:: Text shown ::
-------------------------
THE KILLINGS ESCALATE IN BRAZIL
Street Children: More and More Killed Everyday
By Caius Brandao
ICRI Brazil Project Coordinator
Brazil has highly progressive children's rights legislation, the world's largest and strongest movement for the rights of street children and was one of the first countries to sign and ratify the U.N. Convention on the Rights of the Child. Why, then, does the ever-growing number of murdered children and adolescents seem to have no end? Why, indeed, are more and more Brazilian children dying while society already has at hand powerful tools for the protection of their rights?
The answer, lamentably, is that killing children is a profitable 'pastime' in Brazil. The so called 'cycle of impunity' means not only neglect or omission, but a rather profitable corruption scheme within public security and law-enforcement agencies. Tania de Almeida, head judge of Duque de Caxias Court, delivered a powerful speech at the Street Children Hearing in Copenhagen. The judge explained a vicious circle: the powerful elite in Rio pay private security agencies to provide for its safety; these agencies are headed by police officers or chiefs of the Military Police; rank-and-file police officers, unable to live on their salaries, often moonlight, quite commonly for the security agencies; reassured by the cycle of impunity, the security agencies branch out into 'illegal' business, which as often as not, turns out to be 'cleaning up' the streets for dissatisfied merchants; cleaning up the streets comes to mean eliminating the children of the poor perceived as one of the source of Rio's modern-day problems. Judge de Almeida went on to characterize the staff of these private security agencies as largely comprised of professional killers. Finally, according to de Almeida, there are several Rio 'parlamentares', or city officials, who, once professional killers themselves, currently protect their 'successors'.
-------------------------
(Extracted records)
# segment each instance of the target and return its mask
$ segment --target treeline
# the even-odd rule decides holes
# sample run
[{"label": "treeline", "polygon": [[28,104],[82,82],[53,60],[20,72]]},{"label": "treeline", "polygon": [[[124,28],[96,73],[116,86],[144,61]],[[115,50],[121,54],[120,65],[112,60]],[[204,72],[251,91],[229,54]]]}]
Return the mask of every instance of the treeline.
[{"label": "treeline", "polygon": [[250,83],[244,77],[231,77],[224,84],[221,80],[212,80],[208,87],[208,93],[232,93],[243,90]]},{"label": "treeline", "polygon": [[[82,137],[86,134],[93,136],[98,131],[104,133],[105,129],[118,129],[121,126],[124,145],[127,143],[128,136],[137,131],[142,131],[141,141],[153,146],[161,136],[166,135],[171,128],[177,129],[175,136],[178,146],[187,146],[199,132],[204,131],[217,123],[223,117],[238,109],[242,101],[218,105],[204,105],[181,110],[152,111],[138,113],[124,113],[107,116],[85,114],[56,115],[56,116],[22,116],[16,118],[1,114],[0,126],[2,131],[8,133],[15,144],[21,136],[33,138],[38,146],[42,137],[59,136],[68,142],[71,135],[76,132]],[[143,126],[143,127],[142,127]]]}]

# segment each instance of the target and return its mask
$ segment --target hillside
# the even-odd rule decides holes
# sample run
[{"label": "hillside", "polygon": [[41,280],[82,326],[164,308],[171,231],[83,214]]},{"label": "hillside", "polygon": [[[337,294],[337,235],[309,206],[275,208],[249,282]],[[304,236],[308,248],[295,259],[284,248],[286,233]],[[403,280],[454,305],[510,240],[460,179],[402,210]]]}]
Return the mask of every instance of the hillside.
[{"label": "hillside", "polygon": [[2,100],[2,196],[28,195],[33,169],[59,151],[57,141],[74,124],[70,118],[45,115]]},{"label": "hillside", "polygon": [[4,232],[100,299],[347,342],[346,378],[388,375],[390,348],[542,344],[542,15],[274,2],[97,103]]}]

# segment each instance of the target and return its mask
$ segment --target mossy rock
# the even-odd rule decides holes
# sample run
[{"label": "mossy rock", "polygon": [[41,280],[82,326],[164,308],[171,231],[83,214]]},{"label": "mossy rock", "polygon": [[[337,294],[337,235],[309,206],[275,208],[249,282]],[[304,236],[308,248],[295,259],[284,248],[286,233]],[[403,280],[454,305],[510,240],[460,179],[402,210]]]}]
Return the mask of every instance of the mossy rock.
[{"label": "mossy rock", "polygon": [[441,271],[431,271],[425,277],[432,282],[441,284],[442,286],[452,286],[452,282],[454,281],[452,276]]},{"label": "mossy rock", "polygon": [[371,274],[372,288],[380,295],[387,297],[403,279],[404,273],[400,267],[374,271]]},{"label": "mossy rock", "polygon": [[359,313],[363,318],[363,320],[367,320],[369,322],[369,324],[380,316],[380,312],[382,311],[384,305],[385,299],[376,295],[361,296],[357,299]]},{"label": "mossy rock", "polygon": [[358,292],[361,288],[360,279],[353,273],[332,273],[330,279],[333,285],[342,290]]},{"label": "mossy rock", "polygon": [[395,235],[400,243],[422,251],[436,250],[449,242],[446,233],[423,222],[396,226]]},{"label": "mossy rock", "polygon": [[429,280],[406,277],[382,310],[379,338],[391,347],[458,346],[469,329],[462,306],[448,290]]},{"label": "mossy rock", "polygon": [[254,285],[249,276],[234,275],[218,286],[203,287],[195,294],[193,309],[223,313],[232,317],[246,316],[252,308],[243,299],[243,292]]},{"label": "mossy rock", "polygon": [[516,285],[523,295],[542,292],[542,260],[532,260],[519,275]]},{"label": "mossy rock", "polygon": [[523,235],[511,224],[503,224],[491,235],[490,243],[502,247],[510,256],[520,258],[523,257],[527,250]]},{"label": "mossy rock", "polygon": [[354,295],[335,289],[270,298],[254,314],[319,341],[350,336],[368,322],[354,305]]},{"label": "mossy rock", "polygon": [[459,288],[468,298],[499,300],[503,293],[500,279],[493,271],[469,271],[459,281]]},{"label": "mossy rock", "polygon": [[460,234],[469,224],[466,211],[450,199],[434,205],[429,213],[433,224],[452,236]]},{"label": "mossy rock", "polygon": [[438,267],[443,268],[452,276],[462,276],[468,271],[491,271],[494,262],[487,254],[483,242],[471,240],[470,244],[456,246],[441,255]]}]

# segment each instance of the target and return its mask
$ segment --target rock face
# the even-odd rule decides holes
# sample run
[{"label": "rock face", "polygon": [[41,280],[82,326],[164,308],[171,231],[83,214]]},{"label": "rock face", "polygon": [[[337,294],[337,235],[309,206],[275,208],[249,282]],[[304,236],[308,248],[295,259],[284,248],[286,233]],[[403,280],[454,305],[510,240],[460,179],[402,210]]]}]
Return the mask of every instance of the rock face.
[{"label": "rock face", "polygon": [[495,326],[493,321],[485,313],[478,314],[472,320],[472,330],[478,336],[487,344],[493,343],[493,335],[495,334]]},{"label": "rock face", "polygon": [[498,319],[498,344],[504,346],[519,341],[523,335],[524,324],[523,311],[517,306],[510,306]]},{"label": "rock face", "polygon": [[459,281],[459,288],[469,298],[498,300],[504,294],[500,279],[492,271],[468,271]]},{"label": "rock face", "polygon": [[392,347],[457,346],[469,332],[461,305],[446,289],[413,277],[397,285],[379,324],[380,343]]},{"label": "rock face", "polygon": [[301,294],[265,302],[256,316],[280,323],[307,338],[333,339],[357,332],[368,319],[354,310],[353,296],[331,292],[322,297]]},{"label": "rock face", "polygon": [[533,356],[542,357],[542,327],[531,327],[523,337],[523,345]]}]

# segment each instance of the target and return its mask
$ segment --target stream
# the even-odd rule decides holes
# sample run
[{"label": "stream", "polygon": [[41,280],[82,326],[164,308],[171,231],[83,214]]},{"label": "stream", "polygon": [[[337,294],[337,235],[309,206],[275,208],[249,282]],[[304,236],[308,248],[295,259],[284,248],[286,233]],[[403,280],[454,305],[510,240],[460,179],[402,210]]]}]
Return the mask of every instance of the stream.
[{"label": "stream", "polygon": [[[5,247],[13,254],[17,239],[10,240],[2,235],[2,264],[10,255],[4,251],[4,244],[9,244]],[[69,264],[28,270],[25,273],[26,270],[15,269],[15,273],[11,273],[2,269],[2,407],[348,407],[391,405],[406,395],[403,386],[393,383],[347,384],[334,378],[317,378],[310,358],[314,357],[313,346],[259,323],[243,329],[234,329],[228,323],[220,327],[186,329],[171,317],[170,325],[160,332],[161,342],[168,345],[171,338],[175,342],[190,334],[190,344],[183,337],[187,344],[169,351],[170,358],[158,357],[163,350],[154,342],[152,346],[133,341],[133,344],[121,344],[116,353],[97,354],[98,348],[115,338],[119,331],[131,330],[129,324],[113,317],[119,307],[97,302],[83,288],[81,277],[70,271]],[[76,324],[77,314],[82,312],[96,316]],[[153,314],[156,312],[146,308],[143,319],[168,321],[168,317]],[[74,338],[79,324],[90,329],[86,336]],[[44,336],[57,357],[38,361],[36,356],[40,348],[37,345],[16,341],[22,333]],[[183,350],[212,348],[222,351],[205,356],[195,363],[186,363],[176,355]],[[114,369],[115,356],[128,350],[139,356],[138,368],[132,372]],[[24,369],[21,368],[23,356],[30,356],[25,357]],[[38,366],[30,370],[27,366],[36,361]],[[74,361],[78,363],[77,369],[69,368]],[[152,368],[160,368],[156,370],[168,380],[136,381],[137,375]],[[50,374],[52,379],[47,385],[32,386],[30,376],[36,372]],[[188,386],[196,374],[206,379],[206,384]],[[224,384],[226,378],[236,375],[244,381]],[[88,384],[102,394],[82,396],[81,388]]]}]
-------------------------
:: Problems and tasks ::
1 – According to the article on street children in Brazil, why do rank-and-file police officers often work for the private security agencies? Answer in one to three sentences.
2 – Locate every line in the rows that contains the word "hillside" and copy each one. Case counts.

:: Solved tasks ::
1 – Rank-and-file police officers cannot live on their salaries, so they often moonlight, quite commonly for the private security agencies.

2 –
$ segment --target hillside
[{"label": "hillside", "polygon": [[41,280],[82,326],[164,308],[171,231],[83,214]]},{"label": "hillside", "polygon": [[[337,294],[337,235],[309,206],[275,208],[249,282]],[[304,236],[308,248],[295,259],[284,248],[286,233]],[[403,280],[454,305],[510,240],[460,179],[402,210]]]}]
Return the mask of every instance of the hillside.
[{"label": "hillside", "polygon": [[2,100],[2,196],[28,195],[33,169],[59,151],[57,141],[74,124],[70,118],[45,115]]},{"label": "hillside", "polygon": [[4,232],[100,299],[347,342],[346,378],[388,375],[390,348],[542,344],[542,15],[274,2],[97,103]]}]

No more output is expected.